> Supplied text:
-.-.-

Research costs tend to fall as raw data sharing increases

He also notes the lack of reliable platforms for sharing data on a global scale that offer protection against hacking and tampering. In addition, he says, there are diplomatic barriers that hinder the exchange of information between scientists from different countries.

“My impression is that the greatest resistance isn’t coming from the scientists themselves, but from people in other spheres, especially political and technical actors,” says Rizzo. “There are important hurdles to overcome in a world where stealing data has become the twenty-first-century piracy.”

The level of resistance to data sharing varies depending on the researcher’s field of activity, according to Bayha, from the NIH. He points out that different research communities have different data-management standards and varying degrees of familiarity with the practice. “Some fields have a stronger tradition of sharing raw data, as is the case with genome research, for example.”

To illustrate, Bayha explains that the NIH provides repositories of lists that demonstrate the data shared by various studies. One is the Genotypes and Phenotypes database, which currently holds genome data from more than 2,000 studies.

One of the tasks of HIAE’s Office of Scientific Integrity, created in 2019, is to audit the way data is stored by researchers, explains Raymundo Machado de Azevedo Neto, a researcher and member of the office. “Many of our studies use databases and medical records from the hospitals managed by HIAE. Access to these data is highly restricted and protected,” he says.

“However, when used in a study, the data must be properly anonymized and protected. For example, when data is extracted and formatted in a spreadsheet, the content cannot contain any sensitive patient information, such as names, medical ID numbers, and phone numbers.” According to Neto, proper data storage must stringently protect the privacy of patients who voluntarily participate in clinical trials, in addition to using backups to avoid any data losses.

Importance during the pandemic

As well as reducing the need to re-collect primary data and stimulating new collaborations, sharing raw research data also helps accelerate the pace of discoveries—something especially desirable in emergency situations, such as the Covid-19 pandemic that began in March 2020.

-.-.-

> Study material:

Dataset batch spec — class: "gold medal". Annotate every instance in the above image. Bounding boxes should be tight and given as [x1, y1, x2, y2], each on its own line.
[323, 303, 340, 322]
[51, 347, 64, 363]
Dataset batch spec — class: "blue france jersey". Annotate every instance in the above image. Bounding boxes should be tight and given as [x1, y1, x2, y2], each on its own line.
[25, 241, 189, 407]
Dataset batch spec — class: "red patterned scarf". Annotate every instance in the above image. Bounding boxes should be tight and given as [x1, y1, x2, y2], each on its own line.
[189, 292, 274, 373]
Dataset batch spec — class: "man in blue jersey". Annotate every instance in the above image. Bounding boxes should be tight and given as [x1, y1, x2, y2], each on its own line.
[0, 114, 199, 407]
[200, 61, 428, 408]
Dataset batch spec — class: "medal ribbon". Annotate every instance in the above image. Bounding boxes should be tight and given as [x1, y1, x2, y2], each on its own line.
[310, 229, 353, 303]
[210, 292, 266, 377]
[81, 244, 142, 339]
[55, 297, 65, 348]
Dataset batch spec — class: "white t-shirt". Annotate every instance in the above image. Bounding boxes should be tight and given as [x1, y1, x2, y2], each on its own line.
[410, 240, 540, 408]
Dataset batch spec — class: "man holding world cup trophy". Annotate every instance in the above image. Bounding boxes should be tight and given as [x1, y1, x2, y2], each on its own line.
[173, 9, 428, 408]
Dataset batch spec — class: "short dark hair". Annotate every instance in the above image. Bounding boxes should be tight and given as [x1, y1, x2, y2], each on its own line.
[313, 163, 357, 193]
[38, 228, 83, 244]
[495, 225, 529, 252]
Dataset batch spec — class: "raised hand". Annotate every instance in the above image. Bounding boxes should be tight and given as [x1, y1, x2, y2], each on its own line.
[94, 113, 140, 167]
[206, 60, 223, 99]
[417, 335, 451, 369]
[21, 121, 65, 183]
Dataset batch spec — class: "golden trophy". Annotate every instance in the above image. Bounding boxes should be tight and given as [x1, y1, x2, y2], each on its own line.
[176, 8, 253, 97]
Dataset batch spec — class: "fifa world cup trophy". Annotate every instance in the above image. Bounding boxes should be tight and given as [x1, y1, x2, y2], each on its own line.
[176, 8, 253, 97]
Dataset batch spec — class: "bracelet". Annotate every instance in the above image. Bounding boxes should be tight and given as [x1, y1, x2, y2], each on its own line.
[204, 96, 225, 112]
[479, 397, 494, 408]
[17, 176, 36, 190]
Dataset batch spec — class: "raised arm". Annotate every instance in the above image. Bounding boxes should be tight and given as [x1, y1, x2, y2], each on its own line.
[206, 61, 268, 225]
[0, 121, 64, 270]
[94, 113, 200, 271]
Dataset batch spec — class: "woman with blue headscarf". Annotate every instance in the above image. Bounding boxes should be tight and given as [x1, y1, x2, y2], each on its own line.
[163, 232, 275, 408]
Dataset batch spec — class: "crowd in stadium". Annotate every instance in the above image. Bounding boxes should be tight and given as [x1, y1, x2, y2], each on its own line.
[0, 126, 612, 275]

-.-.-

> Problem details:
From the text on research data sharing, can you extract, word for word, the passage starting with "Importance during the" and going on through "in March 2020."? The lines come from a separate source and are unrelated to the text.

> Output below:
Importance during the pandemic

As well as reducing the need to re-collect primary data and stimulating new collaborations, sharing raw research data also helps accelerate the pace of discoveries—something especially desirable in emergency situations, such as the Covid-19 pandemic that began in March 2020.